- [Input records]:
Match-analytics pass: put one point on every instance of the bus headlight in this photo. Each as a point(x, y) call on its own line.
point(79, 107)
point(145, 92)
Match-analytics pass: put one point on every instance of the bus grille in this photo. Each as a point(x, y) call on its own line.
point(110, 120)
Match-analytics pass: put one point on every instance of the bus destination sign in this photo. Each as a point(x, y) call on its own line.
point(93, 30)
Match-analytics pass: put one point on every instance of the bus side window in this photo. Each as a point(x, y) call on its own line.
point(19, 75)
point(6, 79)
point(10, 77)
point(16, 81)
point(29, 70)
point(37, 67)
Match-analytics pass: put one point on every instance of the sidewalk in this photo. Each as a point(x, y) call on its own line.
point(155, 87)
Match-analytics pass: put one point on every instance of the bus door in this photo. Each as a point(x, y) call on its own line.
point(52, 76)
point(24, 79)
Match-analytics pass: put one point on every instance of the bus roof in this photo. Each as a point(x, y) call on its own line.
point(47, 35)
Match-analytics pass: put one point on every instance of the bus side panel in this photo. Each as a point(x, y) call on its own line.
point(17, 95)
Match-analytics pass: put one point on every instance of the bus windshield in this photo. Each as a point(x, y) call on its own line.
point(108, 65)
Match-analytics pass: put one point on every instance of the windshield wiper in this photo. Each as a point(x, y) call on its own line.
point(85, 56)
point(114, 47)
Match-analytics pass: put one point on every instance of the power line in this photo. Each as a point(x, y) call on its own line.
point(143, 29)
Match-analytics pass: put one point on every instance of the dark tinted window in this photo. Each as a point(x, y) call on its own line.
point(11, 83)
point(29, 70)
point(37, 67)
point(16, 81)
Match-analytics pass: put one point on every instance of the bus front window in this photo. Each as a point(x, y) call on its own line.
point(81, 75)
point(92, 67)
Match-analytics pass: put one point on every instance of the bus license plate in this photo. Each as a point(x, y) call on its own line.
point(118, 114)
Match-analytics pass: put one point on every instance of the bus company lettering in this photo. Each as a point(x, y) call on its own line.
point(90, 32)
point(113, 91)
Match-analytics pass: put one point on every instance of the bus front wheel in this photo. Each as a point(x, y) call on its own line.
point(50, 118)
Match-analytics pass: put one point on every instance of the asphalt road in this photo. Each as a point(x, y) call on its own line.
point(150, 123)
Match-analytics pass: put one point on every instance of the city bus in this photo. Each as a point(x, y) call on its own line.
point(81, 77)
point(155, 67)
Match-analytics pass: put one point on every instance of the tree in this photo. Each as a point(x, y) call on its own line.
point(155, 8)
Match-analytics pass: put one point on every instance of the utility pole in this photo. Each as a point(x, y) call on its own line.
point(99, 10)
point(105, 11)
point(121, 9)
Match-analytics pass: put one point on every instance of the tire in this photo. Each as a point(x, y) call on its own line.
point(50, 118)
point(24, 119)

- [What you are asked to do]:
Please rename "Match-analytics pass" to "Labeling pass" wherever it appears in the lines above, and reproduce every line with nothing else changed.

- [Finished task]:
Labeling pass: put one point on every instance of the bus headlight in this photo. Each as a point(x, y) call on its own line.
point(79, 107)
point(145, 92)
Labeling pass: put one point on every instance of the bus grille in this photo. Each as a point(x, y) call on its own line.
point(110, 120)
Labeling pass: put one point on every instance of the bus destination sign in this photo. Each as a point(x, y) call on its own line.
point(93, 30)
Labeling pass: put one point on every instance of the bus side window in this photo. Each as a point(x, y) call on its own line.
point(19, 75)
point(6, 79)
point(10, 77)
point(16, 81)
point(29, 70)
point(37, 67)
Labeling pass: put one point on every instance of the sidewalk in this photo. Each as a point(x, y) call on its own line.
point(155, 87)
Labeling pass: put one point on every instance of the bus door in this photo. Each as a point(x, y) call on its own line.
point(52, 76)
point(24, 79)
Labeling pass: put one point on every instance of the bus roof in this photo. Each as a point(x, y) call on its own line.
point(47, 35)
Labeling pass: put one point on every instance of the bus side panel in this photo. Each as a point(x, y) call on its own line.
point(17, 95)
Labeling pass: put one point on every instance of the bus windshield in this photo. Each as a point(x, y) call on its own line.
point(108, 65)
Labeling pass: put one point on every instance of the windshield wiper in this photo. Each as a point(x, y) call on its own line.
point(85, 56)
point(114, 47)
Labeling pass: put one point on every instance of the power line in this photo. Each as a point(x, y) call on its own line.
point(143, 29)
Labeling pass: put one point on every instance of the dark tinted window in this photo. Each as a point(x, y) call on its own line.
point(11, 83)
point(29, 70)
point(37, 67)
point(16, 81)
Labeling pass: put one point on every instance of the bus front window in this photo. Each as a point(x, y) call on its own line.
point(81, 75)
point(92, 67)
Labeling pass: put one point on every instance of the bus license plate in this photo. Each as a point(x, y) call on its own line.
point(118, 114)
Labeling pass: put one point on every instance of the bus company lettering in this photo. Each as a point(x, y) call on its own line.
point(90, 32)
point(113, 91)
Labeling pass: put one point on every instance of the bus front wheel in this photo. Each as a point(x, y) call on its own line.
point(50, 118)
Labeling pass: put one point on every instance of the asphalt road in this photo. Each as a point(x, y) call on its own line.
point(150, 123)
Labeling pass: put one point on every instance of the city bus in this photo. Each as a point(x, y) call on its own line.
point(81, 77)
point(155, 67)
Labeling pass: put one point on every instance of the tree in this photo. Each as a point(x, y) call on its own line.
point(155, 8)
Labeling pass: put one point on every instance of the utility pole in this photo. Each as a point(x, y) call on its own line.
point(99, 10)
point(105, 11)
point(121, 9)
Labeling pass: put one point on every instance of the tire in this photo. Each as a point(x, y) call on its own line.
point(50, 118)
point(24, 119)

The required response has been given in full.